* Task statement
Set down, word for word, the lines of the records below, from the line with "Study the picture above. For each instance of the rock, find" through the last line of the records, both ends included.

* Given records
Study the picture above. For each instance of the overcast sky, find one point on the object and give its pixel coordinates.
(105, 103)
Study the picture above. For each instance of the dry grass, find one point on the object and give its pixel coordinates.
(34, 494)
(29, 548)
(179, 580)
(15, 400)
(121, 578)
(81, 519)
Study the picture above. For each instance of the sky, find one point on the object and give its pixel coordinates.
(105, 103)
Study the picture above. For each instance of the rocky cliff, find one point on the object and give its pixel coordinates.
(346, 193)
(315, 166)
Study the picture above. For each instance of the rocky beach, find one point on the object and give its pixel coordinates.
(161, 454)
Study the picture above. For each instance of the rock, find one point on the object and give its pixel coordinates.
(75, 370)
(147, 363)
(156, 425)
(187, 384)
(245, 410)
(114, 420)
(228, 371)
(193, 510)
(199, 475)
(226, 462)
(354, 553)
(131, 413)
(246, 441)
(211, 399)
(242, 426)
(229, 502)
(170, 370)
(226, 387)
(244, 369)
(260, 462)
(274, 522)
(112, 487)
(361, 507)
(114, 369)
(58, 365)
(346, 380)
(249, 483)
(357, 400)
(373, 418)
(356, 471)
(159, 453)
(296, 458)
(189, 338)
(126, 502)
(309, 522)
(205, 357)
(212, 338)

* Solution to the problem
Study the picture above. For each instance of the rock, find one point on the object and give its pixel coordinates.
(75, 370)
(147, 363)
(156, 425)
(187, 384)
(245, 410)
(114, 420)
(228, 371)
(193, 510)
(199, 475)
(226, 462)
(354, 553)
(131, 413)
(246, 441)
(211, 399)
(242, 426)
(229, 502)
(170, 370)
(226, 387)
(244, 369)
(260, 462)
(274, 522)
(112, 487)
(361, 507)
(114, 369)
(58, 365)
(346, 380)
(249, 483)
(357, 400)
(373, 418)
(356, 471)
(159, 453)
(296, 458)
(189, 338)
(126, 502)
(309, 522)
(205, 357)
(212, 338)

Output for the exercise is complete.